- DO THIS
In the records below, replace "plastic bucket" with "metal pail" and leave everything else as it is. Omit the pictures from the rewritten records.

- EXTRACTED INFORMATION
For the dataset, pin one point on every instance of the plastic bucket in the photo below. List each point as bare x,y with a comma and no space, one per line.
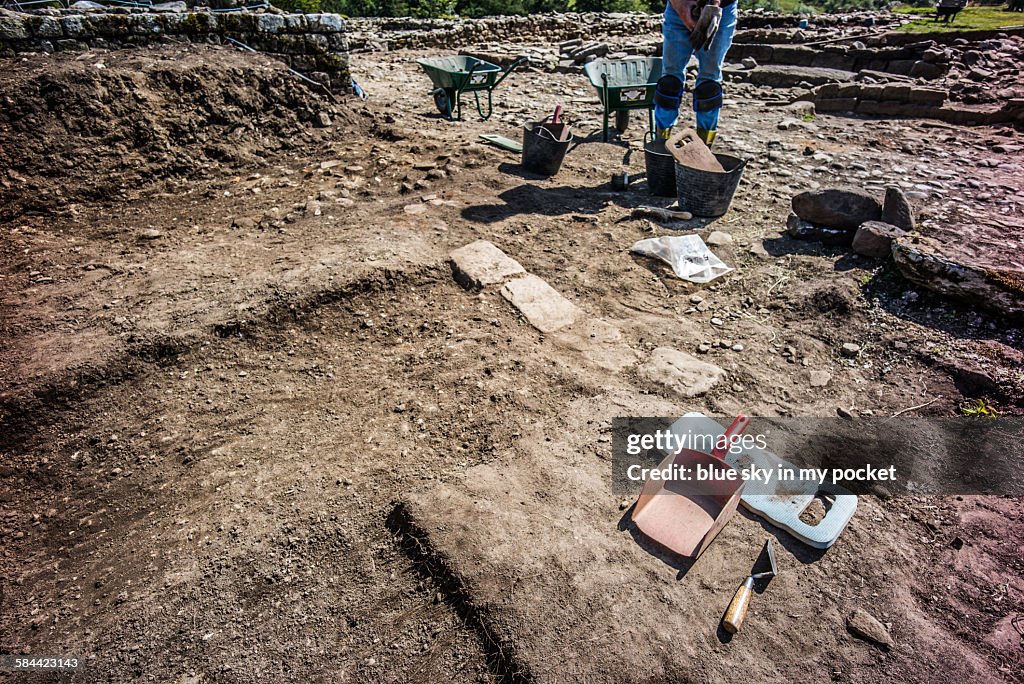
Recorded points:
660,167
709,193
542,151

- ANSWER TO THIS TASK
For the dataset, pin one point on every instance of the metal pail in the photo below. List each point as bare x,y with a comma and no space, one per line.
Recorded points:
660,167
709,193
542,151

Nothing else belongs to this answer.